Introduction interAptiv and microAptiv Architectures
POST A COMMENT

40 Comments

View All Comments

  • sheh - Thursday, May 10, 2012 - link

    Even a Pentium 1 (if not even 486es or 386es, although with some missing useful instructions) can do preemptive multithreading fine, so it seems unlikely modern ARM CPUs are incapable of that much. There are also multi-core ARMs which by definition are multithreaded, so the article must be referring to something more elaborate, no? Reply
  • quadrivial - Thursday, May 10, 2012 - link

    MIPS licensees have some beastly processors designed for networking. One example company is Netlogic

    http://www.netlogicmicro.com/Products/MultiCore/in...

    Interestingly, AMD had a MIPS license and may still have one as the company that purchased the MIPS division in 2006 (back when AMD was selling several divisions to make ends meet) already had a MIPS license.
    Reply
  • Penti - Thursday, May 10, 2012 - link

    AMD's Alchemy MIPS line ended up with just that company NetLogic Microsystems via RMI. It is totally unremarkable and pointless if they are still a MIPS licensee or not, there are several x86-licenses not used too. Intel is still (ARM11/ARM7) a ARM licensee too. They would still need to license the synthesizeable IP-cores if they don't like to make their own architecture/design. MIPS doesn't list AMD as a licensee however. Broadcom itself has some impressive MIPS designs and happen to own Netlogic. Reply
  • quadrivial - Friday, May 11, 2012 - link

    I agree with you on almost everything.

## Exercise details
Please retype part of the comment thread word for word, beginning at the words "Even a Pentium" and stopping after "a MIPS license.". The listing comes from a different source than the comment thread.

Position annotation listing
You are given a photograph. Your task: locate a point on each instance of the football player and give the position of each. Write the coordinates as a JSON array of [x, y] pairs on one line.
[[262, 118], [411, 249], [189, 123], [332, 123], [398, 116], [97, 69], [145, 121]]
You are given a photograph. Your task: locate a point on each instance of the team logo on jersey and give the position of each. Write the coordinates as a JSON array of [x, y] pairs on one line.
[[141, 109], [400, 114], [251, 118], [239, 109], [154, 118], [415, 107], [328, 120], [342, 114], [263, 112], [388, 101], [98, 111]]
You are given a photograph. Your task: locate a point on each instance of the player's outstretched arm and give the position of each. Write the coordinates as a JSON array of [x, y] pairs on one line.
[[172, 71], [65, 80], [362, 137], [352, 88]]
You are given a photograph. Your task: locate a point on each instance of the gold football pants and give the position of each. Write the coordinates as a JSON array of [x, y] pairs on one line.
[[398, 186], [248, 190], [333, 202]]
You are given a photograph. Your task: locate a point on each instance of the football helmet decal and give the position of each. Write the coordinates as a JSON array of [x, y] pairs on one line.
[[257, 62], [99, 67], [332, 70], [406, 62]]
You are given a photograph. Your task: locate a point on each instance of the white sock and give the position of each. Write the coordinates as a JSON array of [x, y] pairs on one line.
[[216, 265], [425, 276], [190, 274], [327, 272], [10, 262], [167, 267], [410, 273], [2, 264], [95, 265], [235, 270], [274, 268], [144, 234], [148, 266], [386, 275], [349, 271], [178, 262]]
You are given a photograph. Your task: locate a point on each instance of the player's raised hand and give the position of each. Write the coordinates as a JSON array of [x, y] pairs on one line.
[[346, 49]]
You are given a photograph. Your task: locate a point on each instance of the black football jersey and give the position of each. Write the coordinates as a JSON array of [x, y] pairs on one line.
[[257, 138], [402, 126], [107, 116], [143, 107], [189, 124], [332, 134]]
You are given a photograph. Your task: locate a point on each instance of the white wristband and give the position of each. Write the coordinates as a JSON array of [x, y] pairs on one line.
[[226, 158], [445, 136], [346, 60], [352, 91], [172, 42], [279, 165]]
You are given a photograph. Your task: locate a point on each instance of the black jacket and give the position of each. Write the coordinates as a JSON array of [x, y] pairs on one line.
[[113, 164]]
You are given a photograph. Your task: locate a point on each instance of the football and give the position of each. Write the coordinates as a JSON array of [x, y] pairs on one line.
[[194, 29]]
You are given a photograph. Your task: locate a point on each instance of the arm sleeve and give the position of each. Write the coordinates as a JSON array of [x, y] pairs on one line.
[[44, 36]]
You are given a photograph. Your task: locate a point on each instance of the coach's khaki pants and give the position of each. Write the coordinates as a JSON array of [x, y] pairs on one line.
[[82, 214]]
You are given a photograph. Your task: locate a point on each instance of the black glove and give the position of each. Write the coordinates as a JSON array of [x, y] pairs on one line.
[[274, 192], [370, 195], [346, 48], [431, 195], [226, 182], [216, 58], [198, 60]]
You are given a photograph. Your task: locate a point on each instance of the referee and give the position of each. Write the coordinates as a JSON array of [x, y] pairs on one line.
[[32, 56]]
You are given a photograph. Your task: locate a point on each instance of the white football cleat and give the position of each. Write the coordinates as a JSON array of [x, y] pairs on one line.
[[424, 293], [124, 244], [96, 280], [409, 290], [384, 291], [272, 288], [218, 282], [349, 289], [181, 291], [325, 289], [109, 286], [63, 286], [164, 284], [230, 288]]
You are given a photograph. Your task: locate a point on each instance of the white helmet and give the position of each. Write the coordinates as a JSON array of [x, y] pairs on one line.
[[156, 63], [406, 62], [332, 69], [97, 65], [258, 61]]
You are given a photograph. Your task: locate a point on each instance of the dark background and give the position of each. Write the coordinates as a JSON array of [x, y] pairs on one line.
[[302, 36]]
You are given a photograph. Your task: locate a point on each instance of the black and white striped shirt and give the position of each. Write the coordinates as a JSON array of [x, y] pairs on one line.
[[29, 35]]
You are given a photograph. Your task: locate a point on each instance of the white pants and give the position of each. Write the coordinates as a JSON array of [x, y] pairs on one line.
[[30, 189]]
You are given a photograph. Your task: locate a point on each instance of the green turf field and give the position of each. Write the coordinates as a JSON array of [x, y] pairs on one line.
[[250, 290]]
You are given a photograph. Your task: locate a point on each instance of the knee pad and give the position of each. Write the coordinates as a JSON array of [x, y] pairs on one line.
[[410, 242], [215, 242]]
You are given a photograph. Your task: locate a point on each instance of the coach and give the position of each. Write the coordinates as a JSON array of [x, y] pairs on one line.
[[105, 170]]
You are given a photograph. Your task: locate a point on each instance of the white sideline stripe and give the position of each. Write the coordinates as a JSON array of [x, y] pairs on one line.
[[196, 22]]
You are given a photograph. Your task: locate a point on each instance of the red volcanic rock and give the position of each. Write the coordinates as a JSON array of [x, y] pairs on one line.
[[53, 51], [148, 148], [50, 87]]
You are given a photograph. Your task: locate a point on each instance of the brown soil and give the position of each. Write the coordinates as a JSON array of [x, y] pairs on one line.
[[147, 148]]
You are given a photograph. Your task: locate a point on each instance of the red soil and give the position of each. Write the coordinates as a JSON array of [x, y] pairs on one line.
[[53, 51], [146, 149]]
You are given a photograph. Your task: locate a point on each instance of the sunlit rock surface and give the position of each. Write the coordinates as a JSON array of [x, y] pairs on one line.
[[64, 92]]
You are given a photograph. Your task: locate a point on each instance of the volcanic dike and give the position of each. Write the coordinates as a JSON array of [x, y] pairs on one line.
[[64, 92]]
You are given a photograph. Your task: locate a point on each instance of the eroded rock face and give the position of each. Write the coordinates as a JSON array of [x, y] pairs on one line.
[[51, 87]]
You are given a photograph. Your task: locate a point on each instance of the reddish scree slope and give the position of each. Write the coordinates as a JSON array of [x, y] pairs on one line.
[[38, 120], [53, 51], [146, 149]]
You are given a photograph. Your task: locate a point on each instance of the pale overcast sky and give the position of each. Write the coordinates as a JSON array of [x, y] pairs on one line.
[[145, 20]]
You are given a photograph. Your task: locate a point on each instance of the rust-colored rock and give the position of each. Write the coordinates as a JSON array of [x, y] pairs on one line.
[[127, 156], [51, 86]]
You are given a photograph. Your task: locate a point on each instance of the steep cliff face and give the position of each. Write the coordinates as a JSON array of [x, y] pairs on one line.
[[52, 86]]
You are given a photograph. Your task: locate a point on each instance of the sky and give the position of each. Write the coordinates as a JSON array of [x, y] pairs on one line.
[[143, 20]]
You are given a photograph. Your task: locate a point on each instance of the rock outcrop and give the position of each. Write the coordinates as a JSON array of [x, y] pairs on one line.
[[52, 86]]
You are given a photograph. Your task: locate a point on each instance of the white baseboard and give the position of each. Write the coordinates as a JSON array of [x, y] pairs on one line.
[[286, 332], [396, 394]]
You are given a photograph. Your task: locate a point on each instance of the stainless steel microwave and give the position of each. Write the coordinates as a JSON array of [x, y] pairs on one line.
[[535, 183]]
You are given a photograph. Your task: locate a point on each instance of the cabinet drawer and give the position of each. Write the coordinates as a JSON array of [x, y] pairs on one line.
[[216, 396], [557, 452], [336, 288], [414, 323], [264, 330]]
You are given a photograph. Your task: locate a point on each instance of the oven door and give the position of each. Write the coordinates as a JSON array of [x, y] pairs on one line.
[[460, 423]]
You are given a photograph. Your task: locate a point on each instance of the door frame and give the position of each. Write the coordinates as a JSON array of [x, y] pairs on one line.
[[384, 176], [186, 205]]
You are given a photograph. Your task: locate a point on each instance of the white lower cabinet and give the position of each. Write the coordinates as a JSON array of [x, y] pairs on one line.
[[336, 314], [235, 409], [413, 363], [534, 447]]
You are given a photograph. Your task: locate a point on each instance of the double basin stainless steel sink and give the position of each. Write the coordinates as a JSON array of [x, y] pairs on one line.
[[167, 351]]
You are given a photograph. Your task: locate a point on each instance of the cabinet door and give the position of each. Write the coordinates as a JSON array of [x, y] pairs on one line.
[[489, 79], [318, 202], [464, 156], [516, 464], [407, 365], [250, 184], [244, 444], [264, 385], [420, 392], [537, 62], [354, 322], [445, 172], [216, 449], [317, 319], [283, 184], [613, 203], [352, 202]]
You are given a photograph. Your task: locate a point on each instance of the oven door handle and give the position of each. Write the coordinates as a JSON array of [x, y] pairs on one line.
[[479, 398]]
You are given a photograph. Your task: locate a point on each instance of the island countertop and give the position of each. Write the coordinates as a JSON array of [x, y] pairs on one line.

## Written reply
Even a Pentium 1 (if not even 486es or 386es, although with some missing useful instructions) can do preemptive multithreading fine, so it seems unlikely modern ARM CPUs are incapable of that much. There are also multi-core ARMs which by definition are multithreaded, so the article must be referring to something more elaborate, no? Reply
  • quadrivial - Thursday, May 10, 2012 - link

    MIPS licensees have some beastly processors designed for networking. One example company is Netlogic

    http://www.netlogicmicro.com/Products/MultiCore/in...

    Interestingly, AMD had a MIPS license and may still have one as the company that purchased the MIPS division in 2006 (back when AMD was selling several divisions to make ends meet) already had a MIPS license.